### EXERCISE AIM
Retype each of the following entries exactly.
## Start
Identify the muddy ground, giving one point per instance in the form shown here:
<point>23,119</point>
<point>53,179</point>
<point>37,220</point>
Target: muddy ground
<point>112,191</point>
## End
### TASK OUTPUT
Identify the muddy ground, giving one point per instance in the form shown here:
<point>23,119</point>
<point>53,179</point>
<point>37,220</point>
Target: muddy ground
<point>112,191</point>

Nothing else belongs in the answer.